(Problem requirements) Could you write out the lines below verbatim, beginning with the line that contains "of the paved" and continuing through the line that contains "<point>98,130</point>"?

Dataset entries:
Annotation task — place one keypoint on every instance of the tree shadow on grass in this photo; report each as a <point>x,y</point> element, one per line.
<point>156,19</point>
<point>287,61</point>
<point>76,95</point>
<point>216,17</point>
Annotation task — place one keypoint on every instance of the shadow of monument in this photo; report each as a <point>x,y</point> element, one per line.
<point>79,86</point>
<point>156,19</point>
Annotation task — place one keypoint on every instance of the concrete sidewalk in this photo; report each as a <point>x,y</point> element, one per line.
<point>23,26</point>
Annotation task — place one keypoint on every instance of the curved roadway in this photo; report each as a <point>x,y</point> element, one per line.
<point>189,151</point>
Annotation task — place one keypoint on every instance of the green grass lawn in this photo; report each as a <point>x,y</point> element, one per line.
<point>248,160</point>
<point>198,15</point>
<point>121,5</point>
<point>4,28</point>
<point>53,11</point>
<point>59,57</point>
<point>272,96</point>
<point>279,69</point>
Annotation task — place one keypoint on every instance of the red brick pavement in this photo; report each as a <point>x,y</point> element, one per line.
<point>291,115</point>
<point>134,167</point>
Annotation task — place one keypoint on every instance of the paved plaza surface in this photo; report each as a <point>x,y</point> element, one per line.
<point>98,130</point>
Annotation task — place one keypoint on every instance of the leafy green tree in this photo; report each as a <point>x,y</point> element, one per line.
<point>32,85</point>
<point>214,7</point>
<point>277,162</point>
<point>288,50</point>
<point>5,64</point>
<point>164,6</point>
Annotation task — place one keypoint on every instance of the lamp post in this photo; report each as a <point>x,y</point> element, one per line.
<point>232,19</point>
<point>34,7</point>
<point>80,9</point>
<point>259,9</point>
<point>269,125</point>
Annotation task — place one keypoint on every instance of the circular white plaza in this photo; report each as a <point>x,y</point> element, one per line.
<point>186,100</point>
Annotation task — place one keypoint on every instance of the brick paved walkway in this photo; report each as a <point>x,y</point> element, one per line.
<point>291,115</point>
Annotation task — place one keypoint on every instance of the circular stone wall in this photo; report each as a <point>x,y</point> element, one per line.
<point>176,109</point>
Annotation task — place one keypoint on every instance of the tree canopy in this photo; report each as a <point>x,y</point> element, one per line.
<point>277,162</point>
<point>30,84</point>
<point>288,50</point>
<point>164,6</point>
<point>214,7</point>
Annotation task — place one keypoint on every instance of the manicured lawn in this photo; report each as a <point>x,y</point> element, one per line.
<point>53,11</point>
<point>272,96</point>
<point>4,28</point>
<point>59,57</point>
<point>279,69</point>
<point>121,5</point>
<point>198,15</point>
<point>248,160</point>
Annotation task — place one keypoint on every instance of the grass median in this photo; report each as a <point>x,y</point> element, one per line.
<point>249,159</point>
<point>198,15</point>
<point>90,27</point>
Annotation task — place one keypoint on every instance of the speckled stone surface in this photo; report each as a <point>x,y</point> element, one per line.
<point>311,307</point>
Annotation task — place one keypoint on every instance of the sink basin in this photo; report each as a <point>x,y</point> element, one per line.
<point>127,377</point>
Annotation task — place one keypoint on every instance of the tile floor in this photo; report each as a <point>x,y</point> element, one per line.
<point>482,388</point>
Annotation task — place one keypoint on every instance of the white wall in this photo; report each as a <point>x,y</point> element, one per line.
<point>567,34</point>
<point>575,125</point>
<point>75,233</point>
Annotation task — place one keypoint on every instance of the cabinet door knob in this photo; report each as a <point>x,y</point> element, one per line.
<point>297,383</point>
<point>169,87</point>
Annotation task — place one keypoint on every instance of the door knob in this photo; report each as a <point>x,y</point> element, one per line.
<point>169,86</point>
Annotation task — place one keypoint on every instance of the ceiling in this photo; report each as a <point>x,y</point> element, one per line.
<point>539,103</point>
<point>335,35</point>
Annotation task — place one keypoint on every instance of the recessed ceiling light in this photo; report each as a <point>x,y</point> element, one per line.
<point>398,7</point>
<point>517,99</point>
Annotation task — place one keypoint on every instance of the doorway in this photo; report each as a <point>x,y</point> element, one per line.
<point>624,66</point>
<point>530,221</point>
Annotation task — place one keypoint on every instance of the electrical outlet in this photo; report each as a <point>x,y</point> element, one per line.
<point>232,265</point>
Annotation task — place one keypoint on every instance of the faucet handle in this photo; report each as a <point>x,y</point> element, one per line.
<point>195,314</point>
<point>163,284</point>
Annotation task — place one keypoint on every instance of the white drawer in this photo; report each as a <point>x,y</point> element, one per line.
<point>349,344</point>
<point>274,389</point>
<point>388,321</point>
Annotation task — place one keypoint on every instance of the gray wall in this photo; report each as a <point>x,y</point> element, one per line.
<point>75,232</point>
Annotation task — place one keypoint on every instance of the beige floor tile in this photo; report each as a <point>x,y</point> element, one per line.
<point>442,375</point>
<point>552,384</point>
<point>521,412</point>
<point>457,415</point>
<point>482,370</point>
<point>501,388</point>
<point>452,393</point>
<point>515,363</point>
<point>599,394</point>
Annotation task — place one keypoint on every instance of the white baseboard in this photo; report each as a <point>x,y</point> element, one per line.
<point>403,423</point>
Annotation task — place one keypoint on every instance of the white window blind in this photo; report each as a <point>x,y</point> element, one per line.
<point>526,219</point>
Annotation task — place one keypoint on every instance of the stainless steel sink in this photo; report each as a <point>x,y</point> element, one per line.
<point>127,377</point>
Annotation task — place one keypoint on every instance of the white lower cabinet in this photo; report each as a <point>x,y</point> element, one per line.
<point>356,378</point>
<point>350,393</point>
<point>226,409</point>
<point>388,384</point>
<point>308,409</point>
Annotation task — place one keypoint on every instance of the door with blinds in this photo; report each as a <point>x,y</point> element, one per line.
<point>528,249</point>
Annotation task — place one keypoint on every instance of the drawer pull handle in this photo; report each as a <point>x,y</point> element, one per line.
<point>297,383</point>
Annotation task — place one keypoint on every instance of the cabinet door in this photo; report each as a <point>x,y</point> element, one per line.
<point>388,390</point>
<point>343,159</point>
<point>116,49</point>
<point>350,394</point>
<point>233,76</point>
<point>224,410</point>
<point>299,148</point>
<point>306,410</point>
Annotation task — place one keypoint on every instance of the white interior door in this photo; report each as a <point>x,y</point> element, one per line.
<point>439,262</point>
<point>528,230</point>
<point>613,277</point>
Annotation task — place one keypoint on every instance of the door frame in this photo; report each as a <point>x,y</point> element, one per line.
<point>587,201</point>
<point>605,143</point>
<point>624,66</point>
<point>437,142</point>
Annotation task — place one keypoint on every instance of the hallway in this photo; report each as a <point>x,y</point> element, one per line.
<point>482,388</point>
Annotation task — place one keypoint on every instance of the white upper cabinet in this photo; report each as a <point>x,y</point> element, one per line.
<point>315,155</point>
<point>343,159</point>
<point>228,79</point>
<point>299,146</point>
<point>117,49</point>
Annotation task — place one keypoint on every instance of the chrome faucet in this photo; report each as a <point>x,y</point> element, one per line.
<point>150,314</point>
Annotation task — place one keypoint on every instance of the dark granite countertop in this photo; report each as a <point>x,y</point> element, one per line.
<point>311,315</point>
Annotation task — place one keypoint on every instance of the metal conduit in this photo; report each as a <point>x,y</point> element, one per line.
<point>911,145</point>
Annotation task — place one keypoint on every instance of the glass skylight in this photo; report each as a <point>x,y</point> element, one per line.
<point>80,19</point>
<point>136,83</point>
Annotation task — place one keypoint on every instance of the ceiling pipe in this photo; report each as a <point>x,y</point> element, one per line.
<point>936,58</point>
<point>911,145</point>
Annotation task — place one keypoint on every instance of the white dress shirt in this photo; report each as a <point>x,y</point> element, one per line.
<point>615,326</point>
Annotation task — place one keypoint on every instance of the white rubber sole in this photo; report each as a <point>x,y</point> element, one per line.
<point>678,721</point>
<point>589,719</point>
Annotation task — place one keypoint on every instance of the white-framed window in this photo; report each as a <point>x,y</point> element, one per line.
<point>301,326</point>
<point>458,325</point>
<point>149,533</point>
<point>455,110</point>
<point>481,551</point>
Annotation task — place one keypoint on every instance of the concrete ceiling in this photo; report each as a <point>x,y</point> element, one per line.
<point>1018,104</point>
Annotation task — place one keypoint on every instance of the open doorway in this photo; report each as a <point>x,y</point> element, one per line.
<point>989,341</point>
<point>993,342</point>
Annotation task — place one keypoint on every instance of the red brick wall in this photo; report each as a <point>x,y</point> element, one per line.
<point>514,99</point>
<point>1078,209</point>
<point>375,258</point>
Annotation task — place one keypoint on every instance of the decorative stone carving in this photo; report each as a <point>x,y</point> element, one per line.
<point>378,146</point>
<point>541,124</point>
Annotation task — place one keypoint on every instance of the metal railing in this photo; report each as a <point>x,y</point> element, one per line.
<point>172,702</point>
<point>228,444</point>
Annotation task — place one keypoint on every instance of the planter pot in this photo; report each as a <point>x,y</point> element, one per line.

(Response below)
Annotation task — place one keypoint on every instance of the paved plaza surface in this photo; report each as a <point>x,y</point> element, one per line.
<point>98,130</point>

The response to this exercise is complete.